Stated task: Count the lines in the items below that contain the word "shell", and reply with only that number.

Material provided:
= = = =

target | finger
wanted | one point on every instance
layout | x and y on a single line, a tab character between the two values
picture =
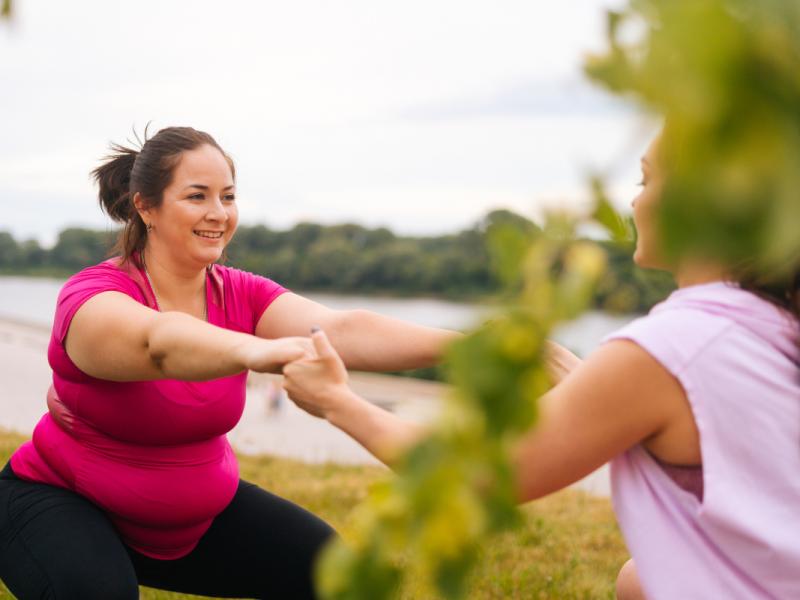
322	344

= = = =

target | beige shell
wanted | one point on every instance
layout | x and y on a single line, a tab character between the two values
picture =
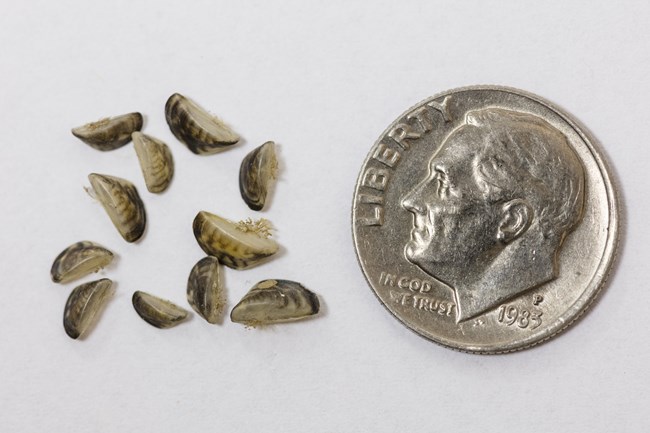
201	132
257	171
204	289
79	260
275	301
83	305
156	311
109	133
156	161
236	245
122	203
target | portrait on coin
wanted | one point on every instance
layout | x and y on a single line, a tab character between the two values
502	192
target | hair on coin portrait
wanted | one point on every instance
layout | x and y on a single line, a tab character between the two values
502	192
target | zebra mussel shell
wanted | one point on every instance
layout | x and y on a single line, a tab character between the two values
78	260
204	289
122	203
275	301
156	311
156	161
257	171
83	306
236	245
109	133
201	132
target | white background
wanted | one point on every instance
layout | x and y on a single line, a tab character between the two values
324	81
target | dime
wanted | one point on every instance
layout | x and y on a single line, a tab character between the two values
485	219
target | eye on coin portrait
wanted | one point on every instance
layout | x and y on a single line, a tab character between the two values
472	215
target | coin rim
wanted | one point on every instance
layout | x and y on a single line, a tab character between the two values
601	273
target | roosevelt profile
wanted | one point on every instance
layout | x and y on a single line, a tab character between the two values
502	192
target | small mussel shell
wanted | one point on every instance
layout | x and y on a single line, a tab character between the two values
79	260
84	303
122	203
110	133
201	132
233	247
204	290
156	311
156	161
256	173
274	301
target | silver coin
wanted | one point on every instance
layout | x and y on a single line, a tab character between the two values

= = = =

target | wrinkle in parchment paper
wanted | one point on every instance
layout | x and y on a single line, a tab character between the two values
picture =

= = = =

Result of this exercise: 3